#### Required task 1:
Can you reproduce the festival review word for word, starting with "Avigail is a" and going on through "of the problem."?
#### Required task 2:
Can you condense the paragraph of the festival review that begins "Avigail is a soldier in the IDF" into a short bulleted list that keeps its main facts?

#### Given passage:
======

"World Cinema: Israel"

My book, "World Cinema: Israel" (originally published in 1996) is available from Amazon on "Kindle", with an in-depth chapter comparing and analyzing internationally acclaimed Israeli films up to 2010.

Want to see some of the best films of recent years? Just scroll down to "best films" to find listings of my recommendations.

amykronish@gmail.com

Sunday, July 27, 2025

Three More Feature Films from the Jerusalem Film Festival repertoire

I just want to mention three more Israeli features that I saw last week at the Jerusalem Film Festival --

Mama, directed by Or Sinai, is a film about the loneliness of a Polish woman, working in Israel. Mila (beautifully portrayed by Evgenia Dodina) is employed as a housekeeper/chef for a wealthy family. Her loneliness has driven her into the embrace of the family’s African gardener.  When cleaning the ceiling fans, Mila falls off the ladder and breaks her arm.  This leads her to a well-needed vacation back home in Poland, where she rediscovers her husband who is having an affair, her daughter is pregnant, and her home is crumbling.  Mila has to decide where she belongs.


Mama is available from Intramovies geremia@intramovies.com

Cuz You’re Ugly, directed by Sharon Engelhart, is a film about a young woman soldier, her problems with her own self-image and her relationship with her teenage sister. Although the film contains too much vulgarity and is lacking in depth of character, it tries to evoke pathos and empathy by providing an intimate look at the two sisters. One sister is obsessed with obtaining an abortion and the other with getting laid.

Avigail is a soldier in the IDF. She is very overweight and she seems to have a chip on her shoulder. The external face that she shows everyone around her is a bit wild with a short fuse. Her army commander, although with some misgivings, has offered her to go to officer training and she is proud of that. When she goes home to Jerusalem for the weekend, we meet her 15-year-old sister, Naomi, and her dysfunctional mother.  As soon as she learns that Naomi is pregnant, Avigail gets right on the case, trying to figure out how to take care of the problem.


Avigail is still a virgin and she wants to change that.  Not until she meets a boy who, in an intimate moment, tells her that she’s beautiful, do we realize how important it is for her to have someone appreciate her for who she is.

Cuz You’re Ugly is available from the producer, Galit Cahlon, galia13@gmail.com

Houses is a debut film by Veronica Nicole Tetelbaum.

Sasha came to Israel as a child, during the immigration from the Former Soviet Union in the 1990s.  He decides to return to Tsfat, to the houses that his family lived in, in order to revisit his childhood, collect memories, and come to terms with past traumas.  At the premiere screening at the Jerusalem Film Festival, the filmmaker said, “This film is a journey into the past so that the present will appear to be more possible.”

======

#### Supplied data:
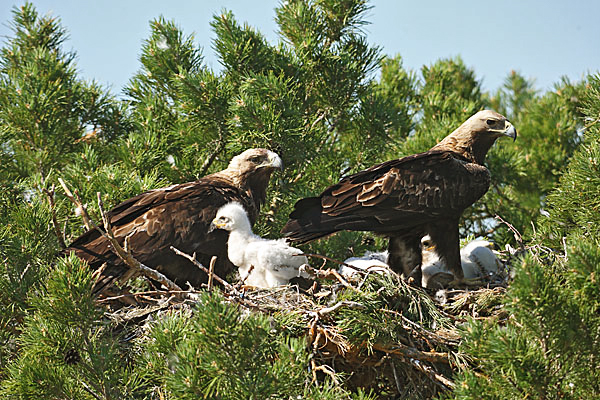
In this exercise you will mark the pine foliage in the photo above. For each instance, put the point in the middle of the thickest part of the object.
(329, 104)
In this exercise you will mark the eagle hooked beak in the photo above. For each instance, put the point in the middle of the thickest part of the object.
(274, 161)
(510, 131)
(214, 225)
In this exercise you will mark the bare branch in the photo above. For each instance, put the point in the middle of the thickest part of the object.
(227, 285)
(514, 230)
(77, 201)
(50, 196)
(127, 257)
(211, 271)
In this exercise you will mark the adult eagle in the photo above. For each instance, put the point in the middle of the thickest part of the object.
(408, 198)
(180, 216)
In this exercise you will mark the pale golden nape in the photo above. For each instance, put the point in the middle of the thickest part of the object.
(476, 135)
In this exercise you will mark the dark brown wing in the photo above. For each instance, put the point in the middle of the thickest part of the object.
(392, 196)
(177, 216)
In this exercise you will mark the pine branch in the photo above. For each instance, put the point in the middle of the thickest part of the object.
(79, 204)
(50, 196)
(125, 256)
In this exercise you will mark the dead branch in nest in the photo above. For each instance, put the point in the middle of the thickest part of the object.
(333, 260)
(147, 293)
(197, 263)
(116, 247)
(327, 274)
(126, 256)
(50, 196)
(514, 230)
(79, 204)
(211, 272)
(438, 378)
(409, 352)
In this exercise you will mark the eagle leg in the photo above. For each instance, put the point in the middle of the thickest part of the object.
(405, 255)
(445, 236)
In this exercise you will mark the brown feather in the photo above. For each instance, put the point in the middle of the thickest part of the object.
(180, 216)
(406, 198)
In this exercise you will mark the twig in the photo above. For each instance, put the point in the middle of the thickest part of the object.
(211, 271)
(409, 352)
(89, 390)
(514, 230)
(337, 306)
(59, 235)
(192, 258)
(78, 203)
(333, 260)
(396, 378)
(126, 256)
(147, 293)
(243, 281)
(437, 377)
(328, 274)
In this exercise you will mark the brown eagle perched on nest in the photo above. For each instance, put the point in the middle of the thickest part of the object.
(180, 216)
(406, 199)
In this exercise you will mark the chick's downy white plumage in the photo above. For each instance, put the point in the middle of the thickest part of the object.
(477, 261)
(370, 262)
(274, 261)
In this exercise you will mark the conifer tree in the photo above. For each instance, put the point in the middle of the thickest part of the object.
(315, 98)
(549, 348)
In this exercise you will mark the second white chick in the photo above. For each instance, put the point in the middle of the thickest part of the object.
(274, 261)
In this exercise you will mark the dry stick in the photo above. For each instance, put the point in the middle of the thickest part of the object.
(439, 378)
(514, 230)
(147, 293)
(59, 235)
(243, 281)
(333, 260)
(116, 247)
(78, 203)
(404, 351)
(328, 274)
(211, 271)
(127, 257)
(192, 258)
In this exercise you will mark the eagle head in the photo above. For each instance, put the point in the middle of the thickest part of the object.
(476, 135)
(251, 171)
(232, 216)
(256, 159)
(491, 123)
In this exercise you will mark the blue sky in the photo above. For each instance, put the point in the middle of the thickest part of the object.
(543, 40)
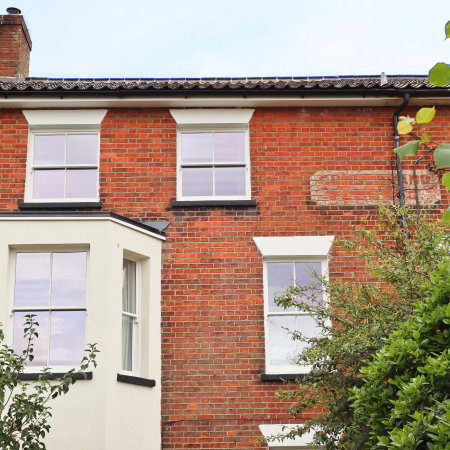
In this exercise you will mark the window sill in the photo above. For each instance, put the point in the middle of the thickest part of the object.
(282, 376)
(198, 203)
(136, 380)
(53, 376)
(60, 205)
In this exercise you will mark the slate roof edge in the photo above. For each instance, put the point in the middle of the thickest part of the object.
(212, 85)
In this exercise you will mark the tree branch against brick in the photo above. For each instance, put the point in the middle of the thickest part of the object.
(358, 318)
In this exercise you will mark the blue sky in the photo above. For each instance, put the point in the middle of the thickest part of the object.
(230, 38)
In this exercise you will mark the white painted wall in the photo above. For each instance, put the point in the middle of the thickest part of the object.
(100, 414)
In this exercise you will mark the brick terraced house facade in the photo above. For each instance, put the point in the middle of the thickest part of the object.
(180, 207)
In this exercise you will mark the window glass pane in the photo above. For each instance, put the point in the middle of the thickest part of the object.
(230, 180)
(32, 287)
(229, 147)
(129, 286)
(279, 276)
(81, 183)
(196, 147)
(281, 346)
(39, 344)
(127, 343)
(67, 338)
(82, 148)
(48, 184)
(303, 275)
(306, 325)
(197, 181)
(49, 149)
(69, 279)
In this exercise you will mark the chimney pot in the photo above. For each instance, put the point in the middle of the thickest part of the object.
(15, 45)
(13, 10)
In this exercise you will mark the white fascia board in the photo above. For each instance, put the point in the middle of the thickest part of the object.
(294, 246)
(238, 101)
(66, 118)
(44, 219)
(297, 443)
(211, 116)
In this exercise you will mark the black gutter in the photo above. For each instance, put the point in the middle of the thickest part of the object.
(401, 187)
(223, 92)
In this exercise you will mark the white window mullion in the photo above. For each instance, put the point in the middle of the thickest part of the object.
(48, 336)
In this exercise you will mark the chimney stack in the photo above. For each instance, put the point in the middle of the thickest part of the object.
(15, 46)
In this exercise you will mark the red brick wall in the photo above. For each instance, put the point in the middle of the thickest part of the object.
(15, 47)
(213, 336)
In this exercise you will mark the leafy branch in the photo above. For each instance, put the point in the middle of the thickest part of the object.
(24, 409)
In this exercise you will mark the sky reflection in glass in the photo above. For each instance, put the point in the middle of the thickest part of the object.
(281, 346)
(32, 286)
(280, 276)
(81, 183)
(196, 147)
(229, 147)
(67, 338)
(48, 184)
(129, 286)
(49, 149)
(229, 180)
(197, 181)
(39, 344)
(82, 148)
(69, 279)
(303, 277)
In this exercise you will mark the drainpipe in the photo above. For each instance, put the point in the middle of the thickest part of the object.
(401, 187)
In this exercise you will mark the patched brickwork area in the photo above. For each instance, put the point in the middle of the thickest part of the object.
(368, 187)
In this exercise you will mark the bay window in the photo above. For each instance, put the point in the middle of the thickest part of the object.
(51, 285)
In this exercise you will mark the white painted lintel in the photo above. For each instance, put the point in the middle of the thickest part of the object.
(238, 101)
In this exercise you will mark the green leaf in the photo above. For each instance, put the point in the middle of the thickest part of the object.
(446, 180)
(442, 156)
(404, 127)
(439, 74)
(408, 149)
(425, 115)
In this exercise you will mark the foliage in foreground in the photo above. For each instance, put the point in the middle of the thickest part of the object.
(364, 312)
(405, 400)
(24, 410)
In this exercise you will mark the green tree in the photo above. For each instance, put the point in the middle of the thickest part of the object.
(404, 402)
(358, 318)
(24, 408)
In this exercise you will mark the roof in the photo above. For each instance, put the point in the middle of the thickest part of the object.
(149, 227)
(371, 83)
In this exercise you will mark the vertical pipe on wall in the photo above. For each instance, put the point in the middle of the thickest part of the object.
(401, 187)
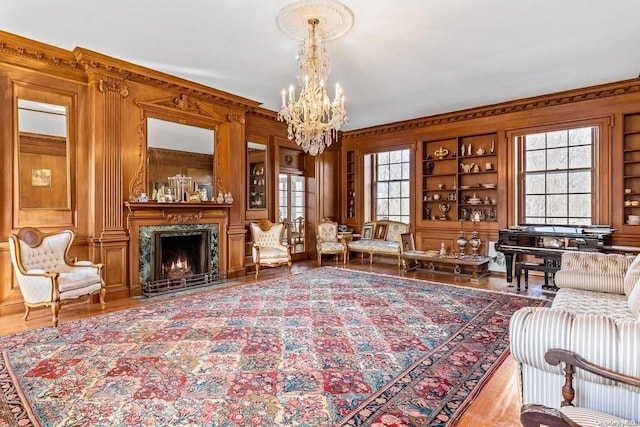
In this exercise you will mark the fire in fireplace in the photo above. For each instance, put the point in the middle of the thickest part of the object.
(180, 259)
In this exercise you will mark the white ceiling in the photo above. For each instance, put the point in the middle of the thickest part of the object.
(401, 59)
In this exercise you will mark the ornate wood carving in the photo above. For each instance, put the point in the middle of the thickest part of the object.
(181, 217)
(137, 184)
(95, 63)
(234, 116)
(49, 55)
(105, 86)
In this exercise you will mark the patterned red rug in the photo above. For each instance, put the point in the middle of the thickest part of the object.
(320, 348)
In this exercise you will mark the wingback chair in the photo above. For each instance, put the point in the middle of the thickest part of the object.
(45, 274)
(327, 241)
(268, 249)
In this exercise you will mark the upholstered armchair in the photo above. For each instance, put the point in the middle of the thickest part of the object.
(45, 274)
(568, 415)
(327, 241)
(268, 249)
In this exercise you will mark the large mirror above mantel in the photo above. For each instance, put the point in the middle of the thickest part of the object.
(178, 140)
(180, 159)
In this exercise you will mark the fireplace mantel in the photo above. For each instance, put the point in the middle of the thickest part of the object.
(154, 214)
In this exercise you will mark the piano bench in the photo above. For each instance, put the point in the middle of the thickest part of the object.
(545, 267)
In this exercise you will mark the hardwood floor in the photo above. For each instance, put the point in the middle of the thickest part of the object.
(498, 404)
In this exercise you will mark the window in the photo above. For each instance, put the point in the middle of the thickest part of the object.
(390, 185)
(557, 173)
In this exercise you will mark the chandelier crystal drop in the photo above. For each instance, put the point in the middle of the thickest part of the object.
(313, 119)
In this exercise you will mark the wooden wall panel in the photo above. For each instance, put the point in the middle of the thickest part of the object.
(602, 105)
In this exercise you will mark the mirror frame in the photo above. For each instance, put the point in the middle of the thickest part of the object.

======

#### Task output 1:
Avigail is a soldier in the IDF. She is very overweight and she seems to have a chip on her shoulder. The external face that she shows everyone around her is a bit wild with a short fuse. Her army commander, although with some misgivings, has offered her to go to officer training and she is proud of that. When she goes home to Jerusalem for the weekend, we meet her 15-year-old sister, Naomi, and her dysfunctional mother.  As soon as she learns that Naomi is pregnant, Avigail gets right on the case, trying to figure out how to take care of the problem.

#### Task output 2:
- Avigail is a very overweight IDF soldier who seems to have a chip on her shoulder and shows others a wild, short-fused face.
- Despite some misgivings, her army commander has offered her officer training, and she is proud of that.
- On a weekend home in Jerusalem, her 15-year-old sister, Naomi, and their dysfunctional mother appear.
- When she learns Naomi is pregnant, Avigail immediately tries to figure out how to take care of the problem.